**DATA SHOWN:**
·····

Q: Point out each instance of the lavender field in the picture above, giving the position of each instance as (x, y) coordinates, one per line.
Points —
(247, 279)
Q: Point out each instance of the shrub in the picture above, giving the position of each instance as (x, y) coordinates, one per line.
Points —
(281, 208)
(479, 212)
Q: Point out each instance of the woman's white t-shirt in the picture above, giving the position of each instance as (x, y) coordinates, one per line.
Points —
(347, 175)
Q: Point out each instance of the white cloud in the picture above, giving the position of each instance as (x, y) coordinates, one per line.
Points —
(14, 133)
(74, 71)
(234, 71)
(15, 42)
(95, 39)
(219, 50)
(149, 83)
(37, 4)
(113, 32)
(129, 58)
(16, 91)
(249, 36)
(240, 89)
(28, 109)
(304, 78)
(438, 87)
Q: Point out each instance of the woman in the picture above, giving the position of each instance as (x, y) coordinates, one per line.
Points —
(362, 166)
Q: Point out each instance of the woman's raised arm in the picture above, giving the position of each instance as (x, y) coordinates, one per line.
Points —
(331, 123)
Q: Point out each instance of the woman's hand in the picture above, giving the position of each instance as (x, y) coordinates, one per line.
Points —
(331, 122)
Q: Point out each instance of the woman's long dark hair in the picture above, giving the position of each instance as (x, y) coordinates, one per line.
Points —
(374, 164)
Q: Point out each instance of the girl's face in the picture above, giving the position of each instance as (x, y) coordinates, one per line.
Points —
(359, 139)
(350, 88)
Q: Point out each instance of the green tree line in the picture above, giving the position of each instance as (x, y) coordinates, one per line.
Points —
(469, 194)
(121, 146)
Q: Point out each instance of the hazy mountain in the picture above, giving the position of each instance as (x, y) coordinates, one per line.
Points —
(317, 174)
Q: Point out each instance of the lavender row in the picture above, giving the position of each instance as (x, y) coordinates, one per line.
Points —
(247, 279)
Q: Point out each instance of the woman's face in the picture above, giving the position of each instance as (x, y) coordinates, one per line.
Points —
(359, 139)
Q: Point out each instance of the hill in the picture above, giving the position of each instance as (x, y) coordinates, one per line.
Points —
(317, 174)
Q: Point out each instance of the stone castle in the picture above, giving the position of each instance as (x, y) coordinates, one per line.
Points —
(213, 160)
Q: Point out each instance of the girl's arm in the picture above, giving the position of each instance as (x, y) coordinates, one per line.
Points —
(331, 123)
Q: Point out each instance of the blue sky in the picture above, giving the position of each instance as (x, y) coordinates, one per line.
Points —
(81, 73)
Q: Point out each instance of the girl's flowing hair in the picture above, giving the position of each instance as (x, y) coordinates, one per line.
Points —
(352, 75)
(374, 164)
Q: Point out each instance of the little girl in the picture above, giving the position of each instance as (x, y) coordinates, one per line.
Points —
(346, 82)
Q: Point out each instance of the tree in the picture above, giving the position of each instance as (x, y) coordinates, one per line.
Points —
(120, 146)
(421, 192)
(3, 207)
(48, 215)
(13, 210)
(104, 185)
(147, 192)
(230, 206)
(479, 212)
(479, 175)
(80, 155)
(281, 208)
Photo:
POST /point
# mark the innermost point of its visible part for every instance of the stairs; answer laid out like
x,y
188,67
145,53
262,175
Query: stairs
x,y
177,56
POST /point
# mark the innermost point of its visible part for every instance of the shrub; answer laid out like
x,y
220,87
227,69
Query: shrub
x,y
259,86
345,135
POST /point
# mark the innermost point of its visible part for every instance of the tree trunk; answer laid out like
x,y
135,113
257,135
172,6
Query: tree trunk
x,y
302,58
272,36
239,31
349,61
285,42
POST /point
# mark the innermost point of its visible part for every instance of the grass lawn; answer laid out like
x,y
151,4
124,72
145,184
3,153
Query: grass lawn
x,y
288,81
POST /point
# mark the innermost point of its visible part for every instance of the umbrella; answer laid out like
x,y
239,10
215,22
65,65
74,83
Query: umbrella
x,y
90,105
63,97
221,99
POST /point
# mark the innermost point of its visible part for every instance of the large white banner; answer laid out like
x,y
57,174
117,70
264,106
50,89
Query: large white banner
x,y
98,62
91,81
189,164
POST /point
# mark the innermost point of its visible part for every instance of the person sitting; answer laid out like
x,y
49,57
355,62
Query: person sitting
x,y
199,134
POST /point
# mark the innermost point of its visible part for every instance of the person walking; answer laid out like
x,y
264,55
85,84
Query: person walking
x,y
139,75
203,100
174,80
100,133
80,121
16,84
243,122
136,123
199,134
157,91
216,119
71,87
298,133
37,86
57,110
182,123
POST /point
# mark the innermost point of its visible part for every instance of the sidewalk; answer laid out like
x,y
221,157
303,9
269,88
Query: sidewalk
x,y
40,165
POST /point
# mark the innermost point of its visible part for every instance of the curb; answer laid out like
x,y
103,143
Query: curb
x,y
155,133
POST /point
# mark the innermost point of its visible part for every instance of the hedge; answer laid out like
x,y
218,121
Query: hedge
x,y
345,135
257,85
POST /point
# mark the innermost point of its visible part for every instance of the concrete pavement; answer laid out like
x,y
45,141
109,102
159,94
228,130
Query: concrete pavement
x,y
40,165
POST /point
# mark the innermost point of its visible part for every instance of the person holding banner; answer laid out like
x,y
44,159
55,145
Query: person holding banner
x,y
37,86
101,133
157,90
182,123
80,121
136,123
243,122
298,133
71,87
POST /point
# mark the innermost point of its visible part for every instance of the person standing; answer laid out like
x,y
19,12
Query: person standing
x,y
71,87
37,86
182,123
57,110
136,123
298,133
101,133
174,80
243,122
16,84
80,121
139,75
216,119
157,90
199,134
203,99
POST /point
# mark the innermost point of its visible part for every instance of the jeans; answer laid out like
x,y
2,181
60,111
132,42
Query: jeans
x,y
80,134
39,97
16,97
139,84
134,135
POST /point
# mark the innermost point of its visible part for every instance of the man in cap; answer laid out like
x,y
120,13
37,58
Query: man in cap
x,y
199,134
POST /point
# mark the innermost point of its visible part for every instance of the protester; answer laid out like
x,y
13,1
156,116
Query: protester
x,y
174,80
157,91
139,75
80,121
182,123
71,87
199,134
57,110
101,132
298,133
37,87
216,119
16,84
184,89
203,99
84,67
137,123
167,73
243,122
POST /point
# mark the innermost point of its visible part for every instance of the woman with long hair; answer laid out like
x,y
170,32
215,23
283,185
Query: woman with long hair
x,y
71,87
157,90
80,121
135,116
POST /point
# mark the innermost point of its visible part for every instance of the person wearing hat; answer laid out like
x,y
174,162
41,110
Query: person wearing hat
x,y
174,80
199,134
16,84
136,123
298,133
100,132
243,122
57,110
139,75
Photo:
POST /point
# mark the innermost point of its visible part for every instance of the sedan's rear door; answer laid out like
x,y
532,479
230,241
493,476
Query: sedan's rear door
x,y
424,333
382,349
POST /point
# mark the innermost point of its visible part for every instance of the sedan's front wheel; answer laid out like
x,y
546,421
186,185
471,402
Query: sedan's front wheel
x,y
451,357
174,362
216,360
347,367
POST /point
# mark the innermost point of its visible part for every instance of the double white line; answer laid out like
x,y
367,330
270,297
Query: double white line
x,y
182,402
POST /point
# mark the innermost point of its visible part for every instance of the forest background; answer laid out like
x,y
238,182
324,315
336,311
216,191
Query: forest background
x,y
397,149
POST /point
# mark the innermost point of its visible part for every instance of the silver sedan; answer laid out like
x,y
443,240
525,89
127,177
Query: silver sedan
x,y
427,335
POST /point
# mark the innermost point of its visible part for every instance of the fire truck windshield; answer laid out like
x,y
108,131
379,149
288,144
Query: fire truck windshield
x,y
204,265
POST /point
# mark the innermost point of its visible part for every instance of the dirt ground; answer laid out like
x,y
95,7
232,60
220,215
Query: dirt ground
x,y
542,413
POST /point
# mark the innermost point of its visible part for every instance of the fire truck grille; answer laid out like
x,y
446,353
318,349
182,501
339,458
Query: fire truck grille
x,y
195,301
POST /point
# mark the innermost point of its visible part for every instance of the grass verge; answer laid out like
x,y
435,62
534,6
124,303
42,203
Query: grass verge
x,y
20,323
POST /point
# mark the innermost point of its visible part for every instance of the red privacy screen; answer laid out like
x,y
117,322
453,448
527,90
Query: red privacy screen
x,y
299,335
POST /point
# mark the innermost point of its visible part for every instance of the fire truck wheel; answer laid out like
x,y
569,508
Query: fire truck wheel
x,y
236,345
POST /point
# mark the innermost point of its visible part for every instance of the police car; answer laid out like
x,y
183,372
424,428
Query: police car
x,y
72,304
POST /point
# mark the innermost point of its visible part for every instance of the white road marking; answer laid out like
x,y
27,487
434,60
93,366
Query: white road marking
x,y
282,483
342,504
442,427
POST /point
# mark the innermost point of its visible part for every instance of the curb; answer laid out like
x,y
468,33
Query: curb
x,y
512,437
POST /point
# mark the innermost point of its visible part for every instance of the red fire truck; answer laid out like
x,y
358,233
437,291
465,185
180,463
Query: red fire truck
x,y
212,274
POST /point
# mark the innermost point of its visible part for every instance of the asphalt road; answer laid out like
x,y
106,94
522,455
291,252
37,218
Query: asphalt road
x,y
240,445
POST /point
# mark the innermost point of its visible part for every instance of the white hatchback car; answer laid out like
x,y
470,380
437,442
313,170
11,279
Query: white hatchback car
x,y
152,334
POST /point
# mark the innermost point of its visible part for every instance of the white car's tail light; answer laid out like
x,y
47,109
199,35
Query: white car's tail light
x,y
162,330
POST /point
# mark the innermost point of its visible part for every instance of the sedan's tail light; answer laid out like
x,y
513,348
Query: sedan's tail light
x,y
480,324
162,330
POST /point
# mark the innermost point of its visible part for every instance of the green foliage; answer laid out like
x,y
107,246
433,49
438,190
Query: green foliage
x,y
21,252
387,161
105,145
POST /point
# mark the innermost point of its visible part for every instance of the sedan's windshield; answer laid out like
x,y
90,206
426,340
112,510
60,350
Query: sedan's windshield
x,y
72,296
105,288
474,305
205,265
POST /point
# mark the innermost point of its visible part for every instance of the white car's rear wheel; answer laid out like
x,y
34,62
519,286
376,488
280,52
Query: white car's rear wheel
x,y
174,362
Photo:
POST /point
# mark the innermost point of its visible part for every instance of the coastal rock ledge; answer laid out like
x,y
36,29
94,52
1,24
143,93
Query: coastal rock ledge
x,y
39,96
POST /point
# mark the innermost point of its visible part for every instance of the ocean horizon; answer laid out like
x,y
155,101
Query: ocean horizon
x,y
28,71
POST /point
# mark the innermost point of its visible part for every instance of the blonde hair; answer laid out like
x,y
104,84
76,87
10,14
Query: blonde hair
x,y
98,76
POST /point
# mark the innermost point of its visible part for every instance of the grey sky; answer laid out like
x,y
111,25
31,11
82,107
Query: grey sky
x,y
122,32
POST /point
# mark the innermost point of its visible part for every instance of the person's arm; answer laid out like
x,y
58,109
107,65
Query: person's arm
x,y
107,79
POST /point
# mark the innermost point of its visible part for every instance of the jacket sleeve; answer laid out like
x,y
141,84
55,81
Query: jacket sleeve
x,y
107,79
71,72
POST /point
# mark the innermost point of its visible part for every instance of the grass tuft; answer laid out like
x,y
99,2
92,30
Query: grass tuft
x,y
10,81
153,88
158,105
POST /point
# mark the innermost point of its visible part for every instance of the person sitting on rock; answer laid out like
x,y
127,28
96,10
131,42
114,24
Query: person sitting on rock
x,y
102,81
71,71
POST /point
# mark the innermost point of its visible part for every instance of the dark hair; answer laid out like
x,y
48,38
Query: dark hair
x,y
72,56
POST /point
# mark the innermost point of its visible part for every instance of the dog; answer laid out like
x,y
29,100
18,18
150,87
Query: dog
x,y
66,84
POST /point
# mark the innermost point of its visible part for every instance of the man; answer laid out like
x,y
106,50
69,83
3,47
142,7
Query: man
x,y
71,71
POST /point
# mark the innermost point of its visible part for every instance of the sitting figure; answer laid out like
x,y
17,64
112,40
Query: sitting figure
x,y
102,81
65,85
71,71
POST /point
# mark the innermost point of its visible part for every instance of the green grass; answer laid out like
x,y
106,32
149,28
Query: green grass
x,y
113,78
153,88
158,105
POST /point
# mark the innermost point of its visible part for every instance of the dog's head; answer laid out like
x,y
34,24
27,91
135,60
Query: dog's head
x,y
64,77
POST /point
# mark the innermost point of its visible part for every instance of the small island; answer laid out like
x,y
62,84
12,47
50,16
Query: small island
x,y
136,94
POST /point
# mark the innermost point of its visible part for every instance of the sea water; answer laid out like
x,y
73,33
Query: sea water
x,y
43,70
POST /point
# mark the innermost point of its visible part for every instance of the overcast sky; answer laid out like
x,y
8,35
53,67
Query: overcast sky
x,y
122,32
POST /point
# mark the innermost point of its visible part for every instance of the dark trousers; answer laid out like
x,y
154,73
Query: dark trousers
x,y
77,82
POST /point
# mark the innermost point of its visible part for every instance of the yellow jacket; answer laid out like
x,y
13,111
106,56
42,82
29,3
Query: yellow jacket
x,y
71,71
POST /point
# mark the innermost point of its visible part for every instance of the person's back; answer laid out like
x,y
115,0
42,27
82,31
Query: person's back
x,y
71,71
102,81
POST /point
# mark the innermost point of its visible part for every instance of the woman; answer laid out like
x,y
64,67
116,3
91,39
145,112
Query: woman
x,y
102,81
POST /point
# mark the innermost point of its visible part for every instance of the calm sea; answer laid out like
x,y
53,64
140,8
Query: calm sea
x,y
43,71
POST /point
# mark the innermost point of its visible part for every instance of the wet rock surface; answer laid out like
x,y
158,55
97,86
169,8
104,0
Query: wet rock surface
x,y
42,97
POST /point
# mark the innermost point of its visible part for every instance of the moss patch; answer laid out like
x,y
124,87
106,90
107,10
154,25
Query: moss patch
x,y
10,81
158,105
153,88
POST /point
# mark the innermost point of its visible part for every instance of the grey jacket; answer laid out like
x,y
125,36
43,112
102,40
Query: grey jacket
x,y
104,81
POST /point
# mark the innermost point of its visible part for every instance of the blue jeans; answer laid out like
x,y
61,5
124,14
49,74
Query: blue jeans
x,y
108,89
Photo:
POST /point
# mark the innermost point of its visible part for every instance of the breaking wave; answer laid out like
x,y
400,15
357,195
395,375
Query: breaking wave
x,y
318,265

·····

**EXERCISE REQUIREMENTS:** Count the lines in the records above that contain the word "lavender", and report only that number.

**OUTPUT OF THE TASK:** 2